Bankia è un osso troppo duro per Rajoy

Nonostante le rassicurazioni del governo, Madrid sarà probabilmente costretta a chiedere aiuto all'Europa per salvare le sue banche. Un intervento che potrebbe implicare la messa sotto tutela della sua politica economica.

Pubblicato il 29 Maggio 2012 alle 14:25

Gli avvoltoi sono in fermento, sicuri di essere vicini a vincere la partita. Lo scenario che si delinea per le strade di Madrid e nei dispacci di Berlino - che un paese dell’Ue chieda di poter ricorrere al fondo di salvataggio - sembra sempre più plausibile. Lunedì il presidente Mariano Rajoy ha negato per l’ennesima volta che le banche spagnole avranno bisogno di un aiuto esterno, ma il buco di Bankia spinge il pese sempre più verso l’abisso.

Già prima della notizia che lo stato dovrà versare altri 19 miliardi di euro nelle casse di Bankia, molti esperti parlavano della necessità che il governo, per doloroso che sia, chieda aiuto all’Ue per ricapitalizzare i suoi istituti finanziari. “Avrebbe dovuto farlo molto tempo fa. Ma meglio tardi che mai”, spiega Daniel Gros, ricercatore del Ceps. “È probabile che quest’anno la Spagna entri in qualche tipo di programma tutelato dalla troika in modo da ricevere più sostegno della Bce per gestire il debito pubblico o la difficile situazione delle banche”, ha dichiarato mesi fa il capo economista del Citi William Buiter.

(Record di coordinate annotate)
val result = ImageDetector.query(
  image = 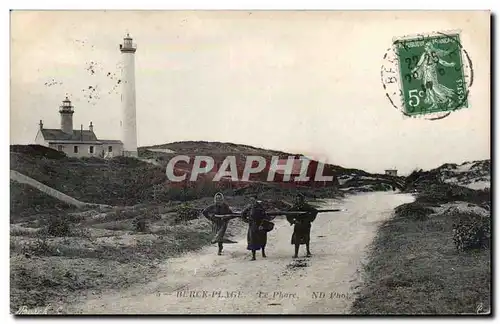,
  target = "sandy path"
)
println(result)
[66,192,413,314]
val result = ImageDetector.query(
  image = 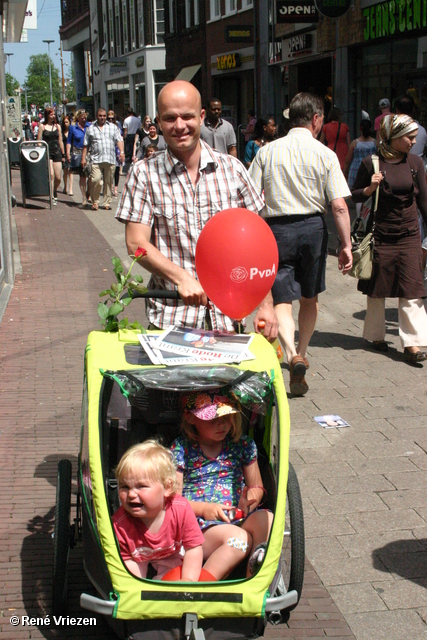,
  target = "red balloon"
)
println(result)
[196,209,279,320]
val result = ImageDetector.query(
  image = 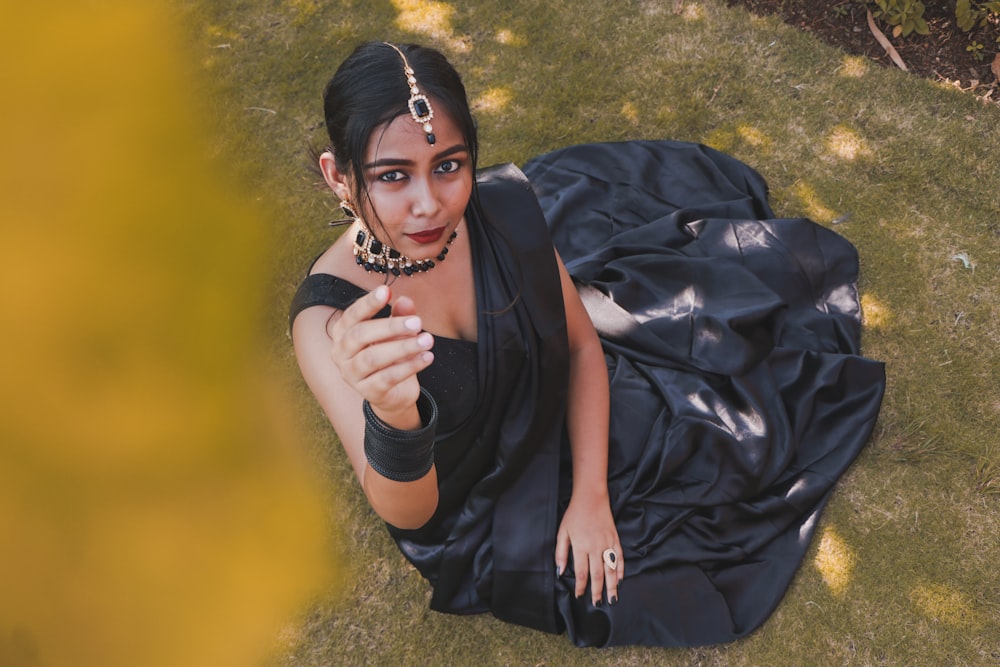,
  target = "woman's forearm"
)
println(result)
[567,335,609,496]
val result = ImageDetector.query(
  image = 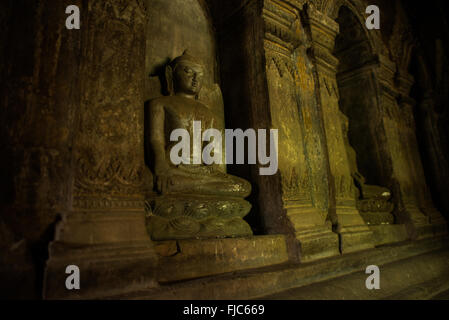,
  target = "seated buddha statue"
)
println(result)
[146,52,252,240]
[340,113,394,224]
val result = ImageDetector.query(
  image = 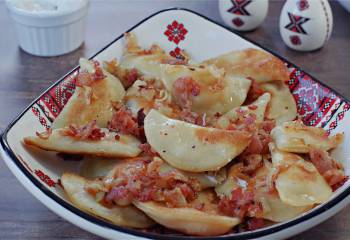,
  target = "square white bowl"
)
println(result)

#### [ESERCIZIO 1]
Traduci in inglese questa frase dell'articolo su Bankia: "Gli avvoltoi sono in fermento, sicuri di essere vicini a vincere la partita."
#### [ESERCIZIO 2]
Individua ogni riga delle voci che contiene la stringa "target", distinguendo tra maiuscole e minuscole.

#### [RISPOSTA 1]
The vultures are in a frenzy, sure that they are close to winning the game.

#### [RISPOSTA 2]
  target = "sandy path"
  target = "red balloon"
  target = "woman's forearm"
  target = "seated buddha statue"
  target = "square white bowl"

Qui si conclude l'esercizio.